Task to complete » You are asked to write out the full listing exactly as it stands.

Dataset »
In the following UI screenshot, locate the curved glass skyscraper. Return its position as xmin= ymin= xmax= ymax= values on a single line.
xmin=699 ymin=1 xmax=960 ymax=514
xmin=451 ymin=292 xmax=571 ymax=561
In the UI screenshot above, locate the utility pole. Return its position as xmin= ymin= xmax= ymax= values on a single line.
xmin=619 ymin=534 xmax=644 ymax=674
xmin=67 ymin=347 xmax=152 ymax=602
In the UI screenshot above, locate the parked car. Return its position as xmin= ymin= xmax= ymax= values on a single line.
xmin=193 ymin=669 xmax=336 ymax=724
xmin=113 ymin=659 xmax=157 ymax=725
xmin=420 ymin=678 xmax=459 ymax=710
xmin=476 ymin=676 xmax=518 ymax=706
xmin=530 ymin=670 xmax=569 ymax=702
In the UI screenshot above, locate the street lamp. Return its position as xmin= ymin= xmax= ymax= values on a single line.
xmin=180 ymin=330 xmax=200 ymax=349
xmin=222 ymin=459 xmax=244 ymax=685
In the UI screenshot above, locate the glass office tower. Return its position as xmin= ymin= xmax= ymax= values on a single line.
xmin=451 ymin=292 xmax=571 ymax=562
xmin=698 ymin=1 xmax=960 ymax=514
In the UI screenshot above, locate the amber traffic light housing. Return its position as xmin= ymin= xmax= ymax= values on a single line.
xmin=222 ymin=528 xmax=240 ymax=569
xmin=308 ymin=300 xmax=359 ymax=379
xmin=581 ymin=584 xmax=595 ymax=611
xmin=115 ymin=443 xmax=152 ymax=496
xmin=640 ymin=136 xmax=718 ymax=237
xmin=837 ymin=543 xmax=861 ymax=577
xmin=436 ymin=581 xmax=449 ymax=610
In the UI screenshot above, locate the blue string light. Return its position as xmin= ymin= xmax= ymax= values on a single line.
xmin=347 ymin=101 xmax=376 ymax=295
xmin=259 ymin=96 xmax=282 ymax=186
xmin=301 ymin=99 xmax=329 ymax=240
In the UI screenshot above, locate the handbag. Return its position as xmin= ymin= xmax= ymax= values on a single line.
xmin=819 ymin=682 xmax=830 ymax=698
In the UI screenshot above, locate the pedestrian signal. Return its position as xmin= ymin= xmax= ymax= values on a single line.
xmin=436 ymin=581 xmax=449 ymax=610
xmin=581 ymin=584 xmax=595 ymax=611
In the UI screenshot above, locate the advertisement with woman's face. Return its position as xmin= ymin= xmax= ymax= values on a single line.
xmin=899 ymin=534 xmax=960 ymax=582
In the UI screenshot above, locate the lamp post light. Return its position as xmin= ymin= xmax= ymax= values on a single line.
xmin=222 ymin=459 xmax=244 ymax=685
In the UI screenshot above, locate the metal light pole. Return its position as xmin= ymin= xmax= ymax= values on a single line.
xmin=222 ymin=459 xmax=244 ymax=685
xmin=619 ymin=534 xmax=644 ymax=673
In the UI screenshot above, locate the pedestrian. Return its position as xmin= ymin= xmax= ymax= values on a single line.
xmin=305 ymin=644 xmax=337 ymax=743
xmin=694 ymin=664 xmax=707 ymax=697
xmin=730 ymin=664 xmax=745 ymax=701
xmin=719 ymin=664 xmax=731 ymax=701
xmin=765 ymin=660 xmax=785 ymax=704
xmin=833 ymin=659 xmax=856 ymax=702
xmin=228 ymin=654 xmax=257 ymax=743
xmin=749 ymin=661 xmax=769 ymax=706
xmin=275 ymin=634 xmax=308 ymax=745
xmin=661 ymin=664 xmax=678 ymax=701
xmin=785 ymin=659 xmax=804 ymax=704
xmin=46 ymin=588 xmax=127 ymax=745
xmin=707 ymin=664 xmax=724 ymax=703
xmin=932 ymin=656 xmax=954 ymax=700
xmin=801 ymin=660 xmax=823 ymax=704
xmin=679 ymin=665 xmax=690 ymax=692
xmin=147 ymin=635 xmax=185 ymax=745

Expected output »
In the following UI screenshot, locate the curved glass skyscraper. Return its position as xmin= ymin= xmax= ymax= values on a single line.
xmin=699 ymin=1 xmax=960 ymax=514
xmin=451 ymin=292 xmax=571 ymax=561
In the UI screenshot above, locate the utility pole. Return its position as xmin= ymin= xmax= ymax= values on a single line.
xmin=619 ymin=534 xmax=644 ymax=674
xmin=67 ymin=347 xmax=152 ymax=602
In the UI screenshot above, locate the parked car. Return its position as xmin= ymin= xmax= ymax= values on a single line.
xmin=193 ymin=669 xmax=336 ymax=724
xmin=113 ymin=659 xmax=157 ymax=725
xmin=420 ymin=678 xmax=459 ymax=710
xmin=476 ymin=676 xmax=518 ymax=706
xmin=530 ymin=670 xmax=569 ymax=702
In the UI screenshot above, locate the street lamp. Return its position as xmin= ymin= xmax= ymax= values on a single line.
xmin=180 ymin=330 xmax=200 ymax=349
xmin=222 ymin=459 xmax=244 ymax=685
In the UI screenshot above, locate the glass office tower. Return its position as xmin= ymin= xmax= ymax= values on a single line.
xmin=451 ymin=292 xmax=571 ymax=562
xmin=698 ymin=1 xmax=960 ymax=514
In the UI screenshot above, locate the amber traffic light housing. Return its position as xmin= ymin= xmax= ymax= values on a single line.
xmin=222 ymin=528 xmax=240 ymax=569
xmin=308 ymin=300 xmax=359 ymax=379
xmin=581 ymin=584 xmax=595 ymax=611
xmin=115 ymin=443 xmax=152 ymax=496
xmin=640 ymin=136 xmax=718 ymax=237
xmin=837 ymin=543 xmax=861 ymax=577
xmin=436 ymin=581 xmax=449 ymax=610
In the UI screenshot above, locate the blue string light. Return its position as xmin= ymin= xmax= ymax= values on a single line.
xmin=347 ymin=101 xmax=376 ymax=295
xmin=259 ymin=96 xmax=282 ymax=186
xmin=301 ymin=99 xmax=329 ymax=240
In the UI screenshot above, locate the handbag. Return its position as xmin= ymin= xmax= ymax= values on a single line.
xmin=819 ymin=682 xmax=830 ymax=698
In the UI screenshot above, locate the pedestrian signal. Return its position as xmin= ymin= xmax= ymax= values on a single line.
xmin=436 ymin=581 xmax=449 ymax=610
xmin=581 ymin=584 xmax=595 ymax=611
In the UI screenshot above, locate the advertisement with woman's face. Return its position as xmin= ymin= xmax= ymax= values on a single line.
xmin=899 ymin=534 xmax=960 ymax=582
In the UI screenshot above, locate the lamp post light. Return its position as xmin= ymin= xmax= ymax= values on a single line.
xmin=222 ymin=459 xmax=244 ymax=685
In the UI screenshot above, locate the metal light pole. Return its position as xmin= ymin= xmax= ymax= values on a single line.
xmin=222 ymin=459 xmax=244 ymax=685
xmin=619 ymin=534 xmax=644 ymax=673
In the UI screenshot above, locate the pedestrian. Return its position as xmin= ymin= xmax= ymax= values on a single line.
xmin=305 ymin=644 xmax=337 ymax=743
xmin=694 ymin=664 xmax=707 ymax=697
xmin=730 ymin=664 xmax=745 ymax=701
xmin=719 ymin=664 xmax=731 ymax=701
xmin=765 ymin=660 xmax=785 ymax=704
xmin=833 ymin=659 xmax=856 ymax=702
xmin=228 ymin=654 xmax=257 ymax=743
xmin=749 ymin=661 xmax=769 ymax=706
xmin=275 ymin=634 xmax=308 ymax=745
xmin=661 ymin=664 xmax=678 ymax=701
xmin=785 ymin=659 xmax=804 ymax=704
xmin=46 ymin=588 xmax=127 ymax=745
xmin=707 ymin=664 xmax=724 ymax=703
xmin=932 ymin=656 xmax=954 ymax=700
xmin=801 ymin=660 xmax=823 ymax=704
xmin=679 ymin=665 xmax=690 ymax=692
xmin=147 ymin=635 xmax=185 ymax=745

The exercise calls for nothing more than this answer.